Records from a data source:
◆ ◆ ◆ ◆ ◆ ◆ ◆

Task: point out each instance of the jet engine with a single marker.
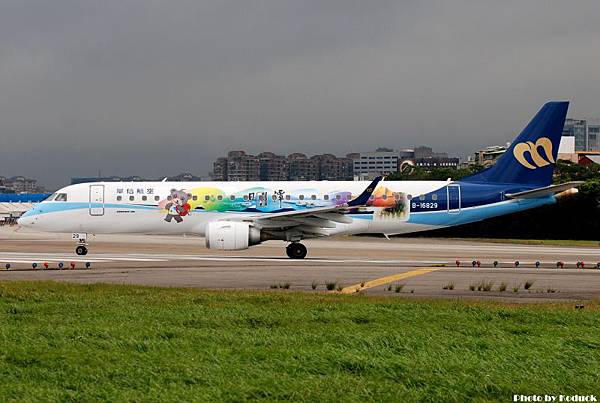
(231, 235)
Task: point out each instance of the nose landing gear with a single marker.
(81, 248)
(296, 250)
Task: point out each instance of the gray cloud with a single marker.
(154, 87)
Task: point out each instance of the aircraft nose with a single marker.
(26, 219)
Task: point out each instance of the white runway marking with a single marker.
(22, 257)
(55, 258)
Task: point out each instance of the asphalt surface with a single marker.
(415, 267)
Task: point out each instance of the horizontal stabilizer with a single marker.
(545, 191)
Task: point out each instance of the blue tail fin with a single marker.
(531, 157)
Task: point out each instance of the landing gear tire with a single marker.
(81, 250)
(296, 250)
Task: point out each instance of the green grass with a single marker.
(108, 342)
(548, 242)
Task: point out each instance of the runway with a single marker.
(399, 267)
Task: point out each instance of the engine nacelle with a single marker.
(231, 235)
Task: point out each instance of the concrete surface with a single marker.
(347, 261)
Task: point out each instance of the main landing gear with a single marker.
(296, 250)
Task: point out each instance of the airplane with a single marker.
(237, 215)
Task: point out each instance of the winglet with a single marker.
(363, 198)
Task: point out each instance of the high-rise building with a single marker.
(593, 136)
(375, 163)
(273, 167)
(488, 156)
(578, 129)
(20, 184)
(331, 168)
(220, 169)
(301, 168)
(242, 167)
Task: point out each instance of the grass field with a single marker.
(106, 342)
(541, 242)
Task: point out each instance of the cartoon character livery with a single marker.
(237, 215)
(177, 205)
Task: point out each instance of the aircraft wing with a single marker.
(312, 221)
(545, 191)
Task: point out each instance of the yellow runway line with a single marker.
(387, 279)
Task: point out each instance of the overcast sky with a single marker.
(148, 87)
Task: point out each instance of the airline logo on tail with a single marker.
(533, 149)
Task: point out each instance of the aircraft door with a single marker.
(453, 197)
(96, 200)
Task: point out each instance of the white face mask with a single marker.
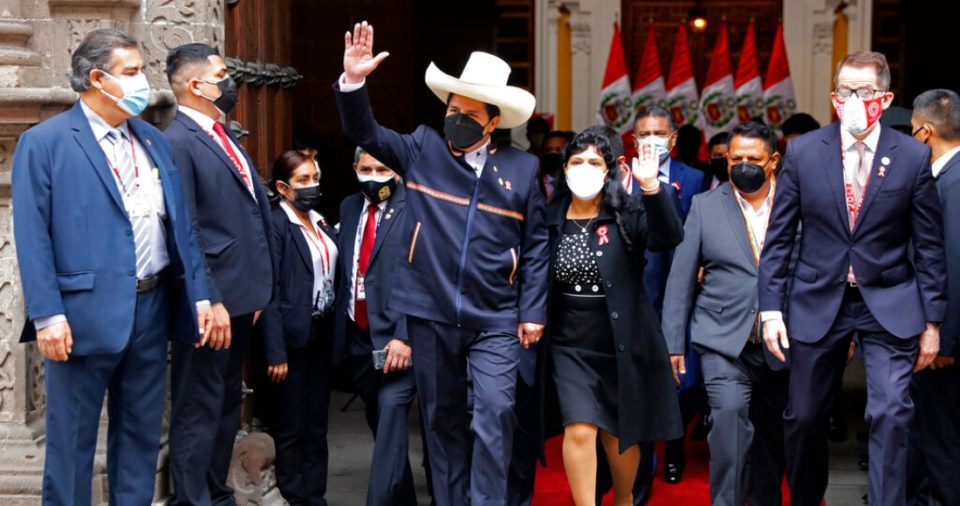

◆ ◆ ◆ ◆ ◆ ◆ ◆

Description of the task »
Pull out every line above that contains the word "white", copying each one in full.

Expected answer »
Task: point out each instance of the white runway marking with a single marker.
Task: point out each instance of the white face mask with a single marker.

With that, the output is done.